__分析用本文__
布施の活動フィールドは日本の山岳地帯だけでなく、カナダの広大なバックカントリーフィールドも視野に入る。まさにワールドワイドなアドベンチャーを体現している

このADVENTURE DIVISIONのハイエンドモデルには部分的にプリマロフトが背中に入ってて保温性も高いです。ただ、タダシくんはバックカントリーで身体を動かし続けることが多いから、いつもはインサレーションがそこまで封入されていないモデル(DELTA STX JKT)を愛用しています。プリマロフトが入っているモデル(PRISM STX JKT)はゲレンデをメインに滑るときに着用することが多いようですね」

冒険をしながら国内外の新たな斜面を開拓する布施。滑る環境にあわせてSympaTexを採用したウエアを使い分ける

ADVENTURE DIVISIONでSympaTexを採用したウエア

カラー: ERM, DTA

▲PRISM STX JKT
価格: ¥42,000(税別)
サイズ: S, M, L
カラー: ERM, DTA
表生地: 2L Sympatex®プレーンストレッチ
耐水圧 : 45,000mm
インサレーション: PRIMALOFT®エンジニアパネル

カラー: AUB, BLK, ERM

▲DELTA STX JKT
価格: ¥38,000(税別)
サイズ: S, M, L
カラー: AUB, BLK, ERM
表生地: 2L Sympatex®プレーンストレッチ
耐水圧: 45,000mm
インサレーション: 60g Body / 60g Sleeves / 40g Hood

カラー: BLK, DTA, ERM

▲NORTH WEST STX BIB
価格: ¥34,000(税別)
サイズ: S, M, L
カラー: BLK, DTA, ERM
表生地: 2L Sympatex®プレーンストレッチ
耐水圧: 45,000mm
インサレーション: シェル


SympaTex × 布施 忠

布施 忠がそのフィーリングをフィードバック

「素材のことまでは詳しくないんだけど、SympaTexを使ったウエアは着ていてすごく調子よかったですね。これまでのシグネチャーウエアよりも軽くなったし、ストレッチも効いててゴワつく感じもない。今までシグネチャーウエアではキャンバス生地など使ったりして、自分のスタイルや見た目を重視してきました。それに以前は高性能ウエアを着ているのを見ても、そんなのを着ても上手く滑れるかって言ったら違うじゃんって思ってて。だから、そういったものに対してのアンチテーゼみたいなウエアを手掛けてきたんです。自分のライフスタイルからブレないってのがコンセプトだったから。ただ、最近は自分のなかで変化があったのか、今はいいモノを着て、さらにパフォーマンスが上がるなら、そのほうがベターなのかなって思うようにもなってきたんですよね。

__課題の指示__
(1) 本文によると、DELTA STX JKTの価格はいくらですか?
(2) 本文のうち「SympaTex × 布施」を含む語句から書き始め、「うにもなってきたんですよね。」の後で止めて、その部分を一字も変えずに再掲してください。

__保存データ__
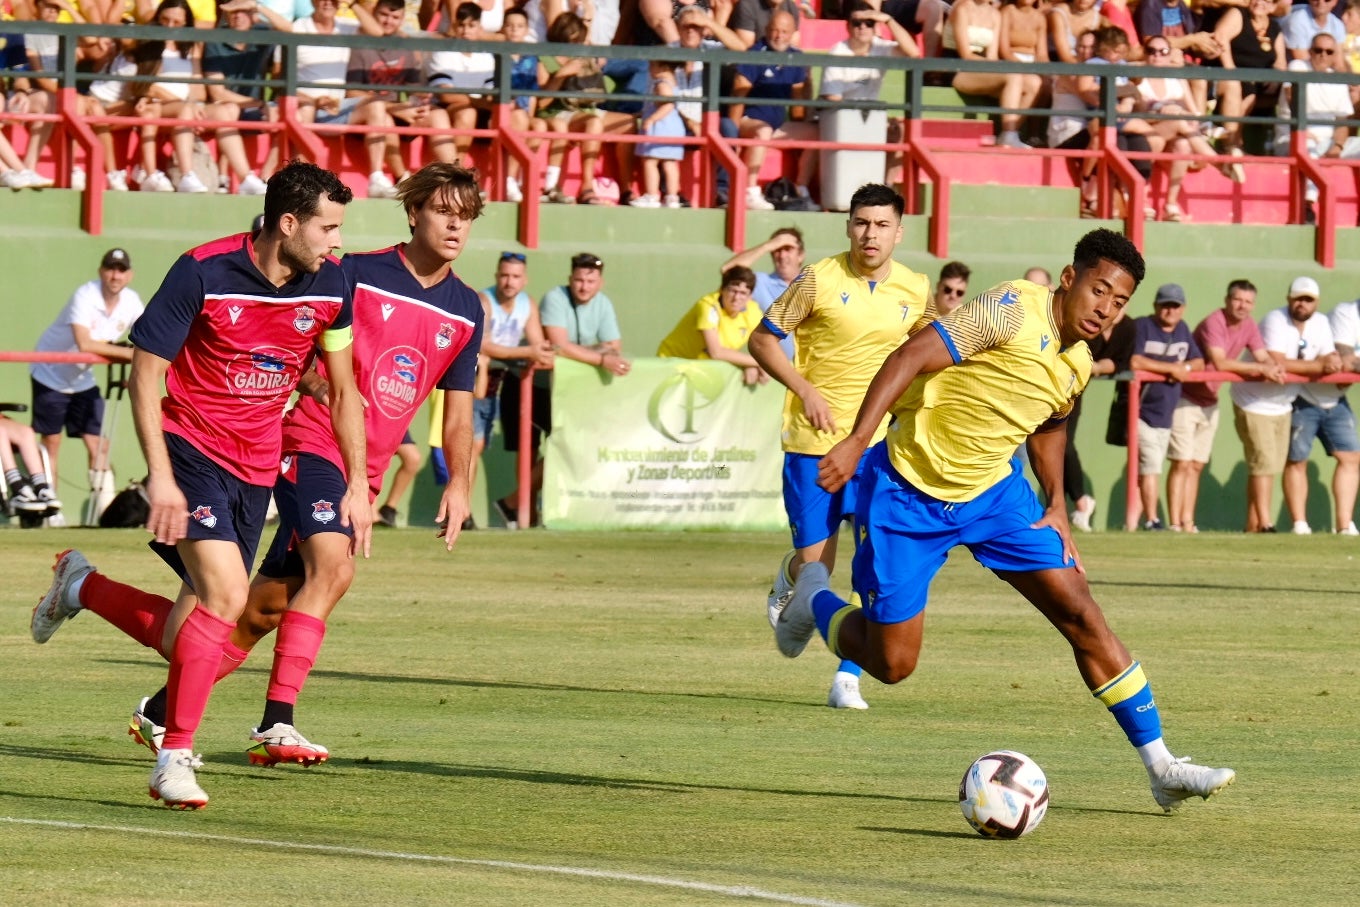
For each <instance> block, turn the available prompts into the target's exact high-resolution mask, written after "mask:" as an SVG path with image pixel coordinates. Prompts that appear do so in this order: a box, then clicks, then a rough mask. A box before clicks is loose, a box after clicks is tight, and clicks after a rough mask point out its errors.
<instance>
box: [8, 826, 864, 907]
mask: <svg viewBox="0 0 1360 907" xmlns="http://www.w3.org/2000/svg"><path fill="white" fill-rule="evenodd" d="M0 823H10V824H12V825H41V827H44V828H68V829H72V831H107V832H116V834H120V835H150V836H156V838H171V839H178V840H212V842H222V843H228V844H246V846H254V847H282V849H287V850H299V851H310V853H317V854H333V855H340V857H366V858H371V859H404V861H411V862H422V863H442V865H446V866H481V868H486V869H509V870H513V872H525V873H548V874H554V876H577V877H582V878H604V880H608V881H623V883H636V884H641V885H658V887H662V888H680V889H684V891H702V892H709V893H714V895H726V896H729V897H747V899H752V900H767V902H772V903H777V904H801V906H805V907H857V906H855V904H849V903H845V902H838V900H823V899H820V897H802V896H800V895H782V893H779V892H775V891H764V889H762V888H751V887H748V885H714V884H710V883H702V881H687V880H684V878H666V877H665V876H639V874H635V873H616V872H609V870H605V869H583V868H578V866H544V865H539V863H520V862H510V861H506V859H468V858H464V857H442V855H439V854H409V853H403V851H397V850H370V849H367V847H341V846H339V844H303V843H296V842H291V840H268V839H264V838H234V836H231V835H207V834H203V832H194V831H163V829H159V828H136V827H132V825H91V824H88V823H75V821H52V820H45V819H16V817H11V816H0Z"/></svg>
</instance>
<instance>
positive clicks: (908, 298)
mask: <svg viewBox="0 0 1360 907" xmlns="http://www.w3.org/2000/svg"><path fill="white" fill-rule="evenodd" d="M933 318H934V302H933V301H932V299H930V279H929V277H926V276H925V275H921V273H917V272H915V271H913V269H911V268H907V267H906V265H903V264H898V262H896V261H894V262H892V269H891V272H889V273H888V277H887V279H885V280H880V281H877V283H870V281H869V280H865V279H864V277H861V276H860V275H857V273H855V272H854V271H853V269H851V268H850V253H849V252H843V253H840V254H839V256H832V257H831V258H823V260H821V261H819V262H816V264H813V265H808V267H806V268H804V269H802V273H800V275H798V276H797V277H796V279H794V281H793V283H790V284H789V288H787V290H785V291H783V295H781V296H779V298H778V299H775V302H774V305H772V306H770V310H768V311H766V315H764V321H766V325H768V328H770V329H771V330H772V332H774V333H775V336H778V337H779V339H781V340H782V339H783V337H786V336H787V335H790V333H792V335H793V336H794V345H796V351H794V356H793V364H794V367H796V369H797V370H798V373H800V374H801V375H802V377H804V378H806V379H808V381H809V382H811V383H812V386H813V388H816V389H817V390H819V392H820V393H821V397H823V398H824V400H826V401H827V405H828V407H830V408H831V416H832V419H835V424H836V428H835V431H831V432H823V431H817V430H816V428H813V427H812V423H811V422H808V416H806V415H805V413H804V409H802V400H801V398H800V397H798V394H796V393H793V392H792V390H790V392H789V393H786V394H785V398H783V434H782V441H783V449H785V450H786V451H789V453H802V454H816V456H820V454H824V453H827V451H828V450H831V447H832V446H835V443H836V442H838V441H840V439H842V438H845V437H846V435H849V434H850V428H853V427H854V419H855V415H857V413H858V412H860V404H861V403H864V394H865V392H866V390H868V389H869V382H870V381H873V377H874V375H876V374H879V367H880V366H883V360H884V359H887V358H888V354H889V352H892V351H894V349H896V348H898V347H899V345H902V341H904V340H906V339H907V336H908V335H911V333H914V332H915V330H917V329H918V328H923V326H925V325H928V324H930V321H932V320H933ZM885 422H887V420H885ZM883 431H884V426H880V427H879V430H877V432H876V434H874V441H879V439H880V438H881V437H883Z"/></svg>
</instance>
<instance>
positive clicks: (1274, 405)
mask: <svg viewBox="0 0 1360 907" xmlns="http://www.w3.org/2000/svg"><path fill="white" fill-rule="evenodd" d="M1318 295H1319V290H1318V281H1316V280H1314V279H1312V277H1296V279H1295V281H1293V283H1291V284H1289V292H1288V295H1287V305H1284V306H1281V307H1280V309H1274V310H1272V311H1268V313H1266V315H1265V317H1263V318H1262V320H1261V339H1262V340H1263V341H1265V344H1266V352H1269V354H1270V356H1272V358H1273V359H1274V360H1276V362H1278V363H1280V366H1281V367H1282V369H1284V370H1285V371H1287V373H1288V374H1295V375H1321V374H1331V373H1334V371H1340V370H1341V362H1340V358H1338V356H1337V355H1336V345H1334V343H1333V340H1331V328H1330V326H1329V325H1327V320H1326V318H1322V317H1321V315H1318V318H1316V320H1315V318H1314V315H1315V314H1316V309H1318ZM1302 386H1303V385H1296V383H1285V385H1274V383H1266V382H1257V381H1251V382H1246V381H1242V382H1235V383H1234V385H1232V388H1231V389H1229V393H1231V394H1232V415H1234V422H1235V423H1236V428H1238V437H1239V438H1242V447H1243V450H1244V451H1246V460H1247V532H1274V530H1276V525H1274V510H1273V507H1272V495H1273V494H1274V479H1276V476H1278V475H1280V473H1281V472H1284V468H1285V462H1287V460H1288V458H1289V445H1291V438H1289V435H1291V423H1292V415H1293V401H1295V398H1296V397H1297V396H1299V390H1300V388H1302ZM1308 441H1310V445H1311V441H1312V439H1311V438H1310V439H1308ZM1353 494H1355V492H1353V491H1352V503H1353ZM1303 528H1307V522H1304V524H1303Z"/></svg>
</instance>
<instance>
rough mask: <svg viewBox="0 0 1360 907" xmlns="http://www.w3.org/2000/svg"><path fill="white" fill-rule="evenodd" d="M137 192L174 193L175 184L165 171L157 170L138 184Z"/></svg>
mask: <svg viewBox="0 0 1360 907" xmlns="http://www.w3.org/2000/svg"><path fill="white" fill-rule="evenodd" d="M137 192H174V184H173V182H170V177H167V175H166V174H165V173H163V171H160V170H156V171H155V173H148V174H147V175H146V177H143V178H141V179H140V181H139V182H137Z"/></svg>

__各課題の解答__
(1) ¥38,000(税別)

(2)
SympaTex × 布施 忠

布施 忠がそのフィーリングをフィードバック

「素材のことまでは詳しくないんだけど、SympaTexを使ったウエアは着ていてすごく調子よかったですね。これまでのシグネチャーウエアよりも軽くなったし、ストレッチも効いててゴワつく感じもない。今までシグネチャーウエアではキャンバス生地など使ったりして、自分のスタイルや見た目を重視してきました。それに以前は高性能ウエアを着ているのを見ても、そんなのを着ても上手く滑れるかって言ったら違うじゃんって思ってて。だから、そういったものに対してのアンチテーゼみたいなウエアを手掛けてきたんです。自分のライフスタイルからブレないってのがコンセプトだったから。ただ、最近は自分のなかで変化があったのか、今はいいモノを着て、さらにパフォーマンスが上がるなら、そのほうがベターなのかなって思うようにもなってきたんですよね。